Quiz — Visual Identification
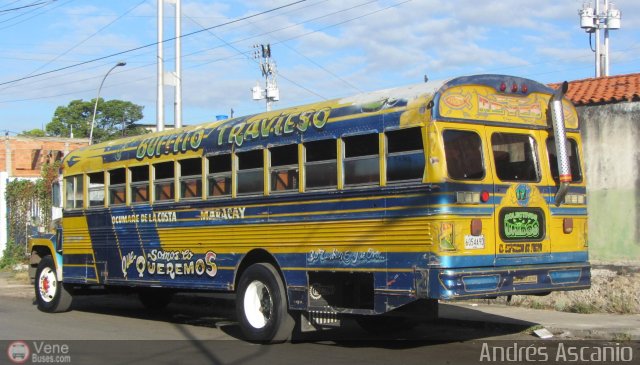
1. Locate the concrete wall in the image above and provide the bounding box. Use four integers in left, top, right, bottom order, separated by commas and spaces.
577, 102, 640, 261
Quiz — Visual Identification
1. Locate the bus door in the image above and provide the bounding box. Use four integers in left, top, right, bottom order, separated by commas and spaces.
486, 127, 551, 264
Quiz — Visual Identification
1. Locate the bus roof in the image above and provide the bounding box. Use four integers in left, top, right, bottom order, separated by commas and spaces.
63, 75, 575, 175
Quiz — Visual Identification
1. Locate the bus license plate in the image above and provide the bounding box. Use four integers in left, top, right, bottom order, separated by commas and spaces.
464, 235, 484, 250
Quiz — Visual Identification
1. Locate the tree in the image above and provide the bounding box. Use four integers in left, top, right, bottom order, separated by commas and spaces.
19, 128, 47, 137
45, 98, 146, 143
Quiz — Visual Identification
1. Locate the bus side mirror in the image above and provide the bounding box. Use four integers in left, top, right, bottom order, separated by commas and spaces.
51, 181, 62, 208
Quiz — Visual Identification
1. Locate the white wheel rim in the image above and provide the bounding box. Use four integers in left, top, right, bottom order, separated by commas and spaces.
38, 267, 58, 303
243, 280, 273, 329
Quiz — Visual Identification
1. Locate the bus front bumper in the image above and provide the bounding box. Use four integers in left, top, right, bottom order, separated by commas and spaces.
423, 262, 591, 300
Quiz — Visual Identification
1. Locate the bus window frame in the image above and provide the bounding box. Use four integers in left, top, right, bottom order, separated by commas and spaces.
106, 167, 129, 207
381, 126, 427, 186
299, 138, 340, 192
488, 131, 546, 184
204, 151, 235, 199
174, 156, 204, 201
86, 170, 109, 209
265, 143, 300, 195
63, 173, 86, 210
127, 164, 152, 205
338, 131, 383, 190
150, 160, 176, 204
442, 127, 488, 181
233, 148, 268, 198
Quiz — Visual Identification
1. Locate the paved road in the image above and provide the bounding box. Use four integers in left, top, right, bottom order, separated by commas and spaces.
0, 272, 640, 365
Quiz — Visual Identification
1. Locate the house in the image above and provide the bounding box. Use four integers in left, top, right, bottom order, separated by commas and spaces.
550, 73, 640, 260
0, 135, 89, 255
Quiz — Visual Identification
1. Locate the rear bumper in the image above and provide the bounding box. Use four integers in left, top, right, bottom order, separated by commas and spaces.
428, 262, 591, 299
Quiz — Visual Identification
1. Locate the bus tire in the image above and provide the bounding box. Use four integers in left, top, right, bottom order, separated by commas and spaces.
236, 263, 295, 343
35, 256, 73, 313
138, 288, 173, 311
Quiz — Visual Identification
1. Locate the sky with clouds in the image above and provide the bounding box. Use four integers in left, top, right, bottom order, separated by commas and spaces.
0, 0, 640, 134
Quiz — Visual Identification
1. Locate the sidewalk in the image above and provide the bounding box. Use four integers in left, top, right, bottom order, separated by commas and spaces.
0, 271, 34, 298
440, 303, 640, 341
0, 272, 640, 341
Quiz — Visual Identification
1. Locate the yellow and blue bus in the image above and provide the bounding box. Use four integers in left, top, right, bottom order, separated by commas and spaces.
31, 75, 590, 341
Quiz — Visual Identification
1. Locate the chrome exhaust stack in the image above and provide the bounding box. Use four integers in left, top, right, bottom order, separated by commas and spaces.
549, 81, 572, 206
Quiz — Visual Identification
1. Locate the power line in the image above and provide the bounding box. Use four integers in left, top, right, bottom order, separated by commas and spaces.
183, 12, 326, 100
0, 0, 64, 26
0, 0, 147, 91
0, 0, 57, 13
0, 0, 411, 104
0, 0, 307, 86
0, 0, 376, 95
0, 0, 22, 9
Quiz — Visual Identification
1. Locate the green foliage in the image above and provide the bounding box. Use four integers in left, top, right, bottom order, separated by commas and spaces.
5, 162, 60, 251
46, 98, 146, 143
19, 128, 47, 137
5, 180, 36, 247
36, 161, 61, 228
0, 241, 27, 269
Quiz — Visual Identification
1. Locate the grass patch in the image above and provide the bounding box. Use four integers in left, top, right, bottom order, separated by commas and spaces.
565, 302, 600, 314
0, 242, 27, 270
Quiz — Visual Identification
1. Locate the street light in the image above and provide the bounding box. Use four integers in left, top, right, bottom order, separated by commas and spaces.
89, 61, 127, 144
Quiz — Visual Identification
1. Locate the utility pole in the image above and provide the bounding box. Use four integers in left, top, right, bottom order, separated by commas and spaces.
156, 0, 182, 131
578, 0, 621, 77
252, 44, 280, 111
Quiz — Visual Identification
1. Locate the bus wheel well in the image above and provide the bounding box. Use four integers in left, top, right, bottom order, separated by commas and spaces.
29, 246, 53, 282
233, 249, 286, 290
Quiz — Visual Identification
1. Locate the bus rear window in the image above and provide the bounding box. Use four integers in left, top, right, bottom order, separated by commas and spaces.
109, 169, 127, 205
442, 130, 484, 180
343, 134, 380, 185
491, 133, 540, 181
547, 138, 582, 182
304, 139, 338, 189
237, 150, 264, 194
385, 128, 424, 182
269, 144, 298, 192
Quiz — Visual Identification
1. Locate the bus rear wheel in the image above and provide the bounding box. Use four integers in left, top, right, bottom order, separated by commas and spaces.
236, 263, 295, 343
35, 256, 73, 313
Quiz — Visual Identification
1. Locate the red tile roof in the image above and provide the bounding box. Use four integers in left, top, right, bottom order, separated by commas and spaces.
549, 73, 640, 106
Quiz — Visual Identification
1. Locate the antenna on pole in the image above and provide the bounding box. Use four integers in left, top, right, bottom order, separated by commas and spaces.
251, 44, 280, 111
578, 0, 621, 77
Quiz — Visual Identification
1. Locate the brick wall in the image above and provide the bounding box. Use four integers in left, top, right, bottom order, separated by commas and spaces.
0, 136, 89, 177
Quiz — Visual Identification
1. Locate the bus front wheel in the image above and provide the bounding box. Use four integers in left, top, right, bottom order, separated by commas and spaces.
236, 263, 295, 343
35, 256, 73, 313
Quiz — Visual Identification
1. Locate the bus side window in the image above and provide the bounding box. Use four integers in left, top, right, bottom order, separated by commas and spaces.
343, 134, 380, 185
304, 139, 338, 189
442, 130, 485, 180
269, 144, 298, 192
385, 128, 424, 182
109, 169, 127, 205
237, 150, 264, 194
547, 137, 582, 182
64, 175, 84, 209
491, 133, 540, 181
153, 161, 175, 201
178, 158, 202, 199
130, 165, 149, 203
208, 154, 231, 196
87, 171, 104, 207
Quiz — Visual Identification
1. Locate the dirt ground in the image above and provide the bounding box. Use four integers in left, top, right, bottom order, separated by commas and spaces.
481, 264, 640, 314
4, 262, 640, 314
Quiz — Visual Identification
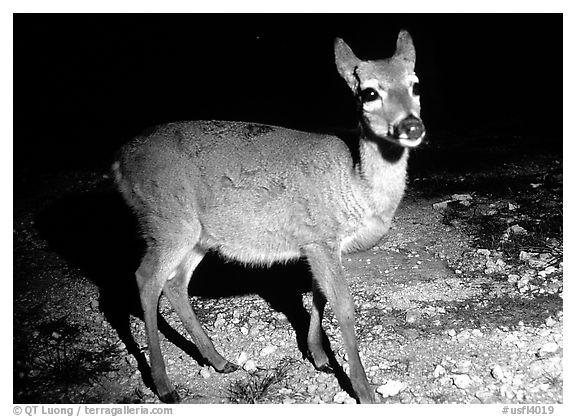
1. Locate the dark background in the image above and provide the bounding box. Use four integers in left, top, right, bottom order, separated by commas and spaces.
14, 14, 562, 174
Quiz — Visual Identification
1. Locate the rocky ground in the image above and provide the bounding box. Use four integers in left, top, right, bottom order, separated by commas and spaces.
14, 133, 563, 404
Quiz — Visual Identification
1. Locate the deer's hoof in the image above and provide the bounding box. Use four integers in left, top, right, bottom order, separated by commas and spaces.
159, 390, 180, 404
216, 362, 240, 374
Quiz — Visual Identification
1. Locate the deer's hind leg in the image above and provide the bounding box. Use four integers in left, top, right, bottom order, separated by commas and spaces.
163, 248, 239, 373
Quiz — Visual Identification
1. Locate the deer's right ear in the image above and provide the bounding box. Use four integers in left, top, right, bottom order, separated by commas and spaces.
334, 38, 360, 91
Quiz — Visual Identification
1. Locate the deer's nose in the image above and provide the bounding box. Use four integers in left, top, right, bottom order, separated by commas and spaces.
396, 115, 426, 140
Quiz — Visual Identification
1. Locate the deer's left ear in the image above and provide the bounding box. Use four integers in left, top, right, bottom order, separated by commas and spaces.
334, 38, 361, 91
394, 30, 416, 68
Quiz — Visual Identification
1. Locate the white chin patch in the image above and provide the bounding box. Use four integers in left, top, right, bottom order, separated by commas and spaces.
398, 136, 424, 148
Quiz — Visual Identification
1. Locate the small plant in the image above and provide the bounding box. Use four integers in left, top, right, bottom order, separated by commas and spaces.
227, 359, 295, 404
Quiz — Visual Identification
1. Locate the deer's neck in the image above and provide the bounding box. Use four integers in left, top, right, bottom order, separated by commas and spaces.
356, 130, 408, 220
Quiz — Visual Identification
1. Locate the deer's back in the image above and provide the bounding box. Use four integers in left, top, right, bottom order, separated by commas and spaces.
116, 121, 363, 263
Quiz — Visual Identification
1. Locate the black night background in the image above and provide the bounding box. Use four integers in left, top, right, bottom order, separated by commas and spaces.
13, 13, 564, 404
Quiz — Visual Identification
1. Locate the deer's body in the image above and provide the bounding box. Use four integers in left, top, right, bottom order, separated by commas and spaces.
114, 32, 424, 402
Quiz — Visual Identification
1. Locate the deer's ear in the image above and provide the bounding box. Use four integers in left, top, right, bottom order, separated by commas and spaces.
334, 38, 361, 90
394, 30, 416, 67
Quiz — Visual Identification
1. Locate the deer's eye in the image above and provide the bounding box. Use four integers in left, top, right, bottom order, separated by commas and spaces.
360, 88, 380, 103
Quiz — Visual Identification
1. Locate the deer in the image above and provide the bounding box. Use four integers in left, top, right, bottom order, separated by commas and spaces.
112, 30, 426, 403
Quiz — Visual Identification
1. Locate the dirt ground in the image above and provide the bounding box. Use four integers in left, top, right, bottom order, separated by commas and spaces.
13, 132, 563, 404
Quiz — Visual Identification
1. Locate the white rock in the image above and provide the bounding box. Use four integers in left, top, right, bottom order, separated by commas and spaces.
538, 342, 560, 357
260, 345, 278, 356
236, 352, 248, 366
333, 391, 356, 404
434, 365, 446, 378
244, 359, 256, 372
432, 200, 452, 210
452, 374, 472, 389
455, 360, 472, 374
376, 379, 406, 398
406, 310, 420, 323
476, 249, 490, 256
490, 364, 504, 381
----
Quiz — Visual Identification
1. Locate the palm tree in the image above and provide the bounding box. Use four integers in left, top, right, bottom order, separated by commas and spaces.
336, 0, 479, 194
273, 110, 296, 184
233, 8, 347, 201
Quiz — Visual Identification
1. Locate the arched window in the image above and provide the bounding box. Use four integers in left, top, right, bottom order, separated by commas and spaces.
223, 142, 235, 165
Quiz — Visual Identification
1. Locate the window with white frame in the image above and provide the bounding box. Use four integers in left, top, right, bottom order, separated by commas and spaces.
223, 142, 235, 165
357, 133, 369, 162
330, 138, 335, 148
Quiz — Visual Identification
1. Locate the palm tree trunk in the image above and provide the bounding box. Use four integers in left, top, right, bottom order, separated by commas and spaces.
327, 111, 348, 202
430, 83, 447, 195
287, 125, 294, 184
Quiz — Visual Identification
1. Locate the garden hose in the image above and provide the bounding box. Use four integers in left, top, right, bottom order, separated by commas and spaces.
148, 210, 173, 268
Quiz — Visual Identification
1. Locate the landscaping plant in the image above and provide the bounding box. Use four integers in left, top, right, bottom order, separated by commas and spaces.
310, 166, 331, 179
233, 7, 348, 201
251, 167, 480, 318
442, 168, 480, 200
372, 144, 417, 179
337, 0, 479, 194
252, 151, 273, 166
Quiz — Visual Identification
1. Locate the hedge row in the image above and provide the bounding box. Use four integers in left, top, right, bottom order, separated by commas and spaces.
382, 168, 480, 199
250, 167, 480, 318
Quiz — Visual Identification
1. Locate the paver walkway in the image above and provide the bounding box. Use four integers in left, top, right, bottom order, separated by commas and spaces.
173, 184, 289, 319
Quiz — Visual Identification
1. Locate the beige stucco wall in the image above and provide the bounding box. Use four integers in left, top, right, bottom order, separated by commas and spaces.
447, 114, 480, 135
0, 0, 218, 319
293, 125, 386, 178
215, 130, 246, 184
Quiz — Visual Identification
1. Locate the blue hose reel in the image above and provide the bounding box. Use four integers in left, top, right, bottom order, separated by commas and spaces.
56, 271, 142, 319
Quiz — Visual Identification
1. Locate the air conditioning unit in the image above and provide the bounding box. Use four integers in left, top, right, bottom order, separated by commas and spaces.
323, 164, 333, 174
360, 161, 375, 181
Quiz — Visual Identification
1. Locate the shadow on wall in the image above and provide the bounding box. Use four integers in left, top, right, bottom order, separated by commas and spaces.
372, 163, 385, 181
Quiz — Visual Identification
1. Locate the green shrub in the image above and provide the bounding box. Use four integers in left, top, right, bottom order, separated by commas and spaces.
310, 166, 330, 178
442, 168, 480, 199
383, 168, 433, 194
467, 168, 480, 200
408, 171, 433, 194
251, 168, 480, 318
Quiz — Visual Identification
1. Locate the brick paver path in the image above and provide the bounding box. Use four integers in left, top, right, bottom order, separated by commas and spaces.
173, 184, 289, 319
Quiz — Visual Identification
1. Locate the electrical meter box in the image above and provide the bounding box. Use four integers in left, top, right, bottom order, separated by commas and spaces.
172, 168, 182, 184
----
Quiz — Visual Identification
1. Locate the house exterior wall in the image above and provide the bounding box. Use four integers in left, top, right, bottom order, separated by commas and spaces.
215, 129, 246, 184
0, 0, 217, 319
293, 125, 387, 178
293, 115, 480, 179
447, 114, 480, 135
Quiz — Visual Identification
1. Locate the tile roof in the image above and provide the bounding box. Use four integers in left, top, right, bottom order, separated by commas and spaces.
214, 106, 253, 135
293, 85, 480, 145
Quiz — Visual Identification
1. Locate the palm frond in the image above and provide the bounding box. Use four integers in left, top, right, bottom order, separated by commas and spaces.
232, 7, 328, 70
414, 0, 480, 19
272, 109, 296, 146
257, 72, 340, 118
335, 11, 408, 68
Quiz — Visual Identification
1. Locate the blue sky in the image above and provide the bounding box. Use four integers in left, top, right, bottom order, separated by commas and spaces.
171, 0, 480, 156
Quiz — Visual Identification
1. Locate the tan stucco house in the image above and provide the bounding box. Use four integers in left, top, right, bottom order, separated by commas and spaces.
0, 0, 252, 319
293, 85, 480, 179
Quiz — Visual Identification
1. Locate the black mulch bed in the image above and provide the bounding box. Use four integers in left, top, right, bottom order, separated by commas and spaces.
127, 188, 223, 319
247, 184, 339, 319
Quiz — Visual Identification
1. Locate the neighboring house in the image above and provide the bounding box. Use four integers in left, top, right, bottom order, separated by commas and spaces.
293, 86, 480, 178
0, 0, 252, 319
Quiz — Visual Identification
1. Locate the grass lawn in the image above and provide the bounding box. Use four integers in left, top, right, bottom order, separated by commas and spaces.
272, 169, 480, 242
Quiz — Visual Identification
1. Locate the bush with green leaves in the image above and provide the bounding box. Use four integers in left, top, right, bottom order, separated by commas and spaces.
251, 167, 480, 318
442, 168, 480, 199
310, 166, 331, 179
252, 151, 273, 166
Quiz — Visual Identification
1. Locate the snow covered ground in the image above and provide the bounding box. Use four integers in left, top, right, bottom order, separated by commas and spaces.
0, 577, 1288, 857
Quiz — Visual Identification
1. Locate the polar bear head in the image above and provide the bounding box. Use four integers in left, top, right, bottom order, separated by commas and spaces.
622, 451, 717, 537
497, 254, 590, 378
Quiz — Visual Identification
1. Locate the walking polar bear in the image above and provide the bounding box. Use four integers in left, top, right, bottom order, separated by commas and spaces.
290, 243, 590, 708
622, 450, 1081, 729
----
**TASK DESCRIPTION:** Please identify each line in the three blocks above that contains the word "license", and copy every such line in full.

**EXPECTED ANSWER:**
1. Locate the bus license plate in the image above and provide the bounding box. Use four integers in left, top, right, bottom order, separated by commas and spaces.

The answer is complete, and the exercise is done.